*Exercise*
Would you return every entry, exactly as it is written?

*Records supplied*
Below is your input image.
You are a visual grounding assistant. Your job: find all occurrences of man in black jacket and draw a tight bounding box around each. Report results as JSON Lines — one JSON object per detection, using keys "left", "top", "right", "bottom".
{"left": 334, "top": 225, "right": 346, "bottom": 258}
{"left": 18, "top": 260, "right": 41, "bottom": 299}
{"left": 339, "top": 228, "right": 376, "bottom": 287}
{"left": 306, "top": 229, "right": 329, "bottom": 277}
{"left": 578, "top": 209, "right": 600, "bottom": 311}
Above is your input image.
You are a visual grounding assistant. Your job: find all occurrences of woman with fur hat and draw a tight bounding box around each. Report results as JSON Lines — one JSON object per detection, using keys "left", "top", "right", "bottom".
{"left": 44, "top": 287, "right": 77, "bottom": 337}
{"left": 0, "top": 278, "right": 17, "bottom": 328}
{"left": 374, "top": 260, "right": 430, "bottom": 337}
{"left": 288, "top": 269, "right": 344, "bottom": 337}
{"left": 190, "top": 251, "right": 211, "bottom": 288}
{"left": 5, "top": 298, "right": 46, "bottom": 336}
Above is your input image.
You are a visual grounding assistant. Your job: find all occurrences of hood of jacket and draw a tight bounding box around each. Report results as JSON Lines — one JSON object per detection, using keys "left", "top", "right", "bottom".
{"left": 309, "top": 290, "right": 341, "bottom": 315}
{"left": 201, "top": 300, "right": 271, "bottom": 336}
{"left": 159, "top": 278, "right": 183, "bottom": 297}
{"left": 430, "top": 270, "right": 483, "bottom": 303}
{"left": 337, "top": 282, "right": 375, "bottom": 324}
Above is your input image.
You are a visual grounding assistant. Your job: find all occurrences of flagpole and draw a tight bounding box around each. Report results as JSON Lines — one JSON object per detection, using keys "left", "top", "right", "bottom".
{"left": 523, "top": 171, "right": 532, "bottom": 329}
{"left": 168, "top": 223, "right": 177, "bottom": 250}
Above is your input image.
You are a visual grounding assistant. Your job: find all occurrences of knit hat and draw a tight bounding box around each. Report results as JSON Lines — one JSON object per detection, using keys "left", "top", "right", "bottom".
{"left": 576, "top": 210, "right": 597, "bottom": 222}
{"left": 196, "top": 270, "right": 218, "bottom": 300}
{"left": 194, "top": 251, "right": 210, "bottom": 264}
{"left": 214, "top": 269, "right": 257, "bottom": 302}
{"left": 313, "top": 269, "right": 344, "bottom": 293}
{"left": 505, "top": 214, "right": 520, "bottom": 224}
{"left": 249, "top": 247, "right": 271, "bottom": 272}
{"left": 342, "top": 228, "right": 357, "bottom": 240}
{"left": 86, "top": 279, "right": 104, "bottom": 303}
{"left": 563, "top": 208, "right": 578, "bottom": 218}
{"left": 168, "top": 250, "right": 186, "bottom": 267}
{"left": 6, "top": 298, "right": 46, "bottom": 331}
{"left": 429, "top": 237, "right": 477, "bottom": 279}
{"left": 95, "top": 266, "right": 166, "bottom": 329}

*Answer for the task*
Below is your input image.
You are a visual grounding assistant. Your job: find all occurrences of man in black jacket and draw a tight bounding box around each. Report results as JSON Lines — one JSON object per detection, using keys "left", "top", "right", "bottom".
{"left": 334, "top": 225, "right": 346, "bottom": 258}
{"left": 18, "top": 260, "right": 41, "bottom": 299}
{"left": 339, "top": 228, "right": 376, "bottom": 287}
{"left": 306, "top": 229, "right": 329, "bottom": 277}
{"left": 578, "top": 209, "right": 600, "bottom": 311}
Above is your input image.
You are a visual grounding assistant. Your job: find all occurrences of woman with fur hat and draw a tight bounding box around each. Report results as JSON Lines — one JSON object per detection, using keys "left", "top", "right", "bottom".
{"left": 44, "top": 287, "right": 77, "bottom": 337}
{"left": 0, "top": 278, "right": 17, "bottom": 328}
{"left": 374, "top": 260, "right": 430, "bottom": 337}
{"left": 288, "top": 269, "right": 344, "bottom": 337}
{"left": 190, "top": 251, "right": 211, "bottom": 288}
{"left": 5, "top": 298, "right": 46, "bottom": 336}
Above is your input image.
You are a visual grounding assistant. Your job: find all occurrences of hood of jacket and draw a tight bounding box around each. Report results as JSON Lines — one JSON object per detection, using keys "left", "top", "right", "bottom".
{"left": 309, "top": 290, "right": 341, "bottom": 315}
{"left": 201, "top": 300, "right": 271, "bottom": 336}
{"left": 159, "top": 278, "right": 183, "bottom": 297}
{"left": 430, "top": 270, "right": 483, "bottom": 303}
{"left": 337, "top": 282, "right": 375, "bottom": 324}
Above is your input image.
You are a visual grounding assistant. Your job: find all occurrences of flagpole and draw a tight bounding box around each. Report results as JSON Lines — one JSON object per detection, using keys "left", "top", "right", "bottom".
{"left": 523, "top": 171, "right": 532, "bottom": 329}
{"left": 168, "top": 223, "right": 177, "bottom": 250}
Above is your input image.
You are a visual grounding assistant. Your job: find all occurrences of knit hat and draw a tight bounding box around each. Report results as JSON Lines — one JSON object per detection, using keys "left", "top", "right", "bottom".
{"left": 576, "top": 210, "right": 597, "bottom": 222}
{"left": 196, "top": 270, "right": 218, "bottom": 300}
{"left": 194, "top": 251, "right": 210, "bottom": 264}
{"left": 214, "top": 269, "right": 257, "bottom": 302}
{"left": 313, "top": 269, "right": 344, "bottom": 293}
{"left": 505, "top": 214, "right": 520, "bottom": 224}
{"left": 249, "top": 247, "right": 271, "bottom": 272}
{"left": 342, "top": 228, "right": 357, "bottom": 240}
{"left": 86, "top": 279, "right": 104, "bottom": 303}
{"left": 563, "top": 208, "right": 578, "bottom": 218}
{"left": 168, "top": 250, "right": 186, "bottom": 267}
{"left": 6, "top": 298, "right": 46, "bottom": 331}
{"left": 429, "top": 237, "right": 477, "bottom": 279}
{"left": 95, "top": 266, "right": 166, "bottom": 329}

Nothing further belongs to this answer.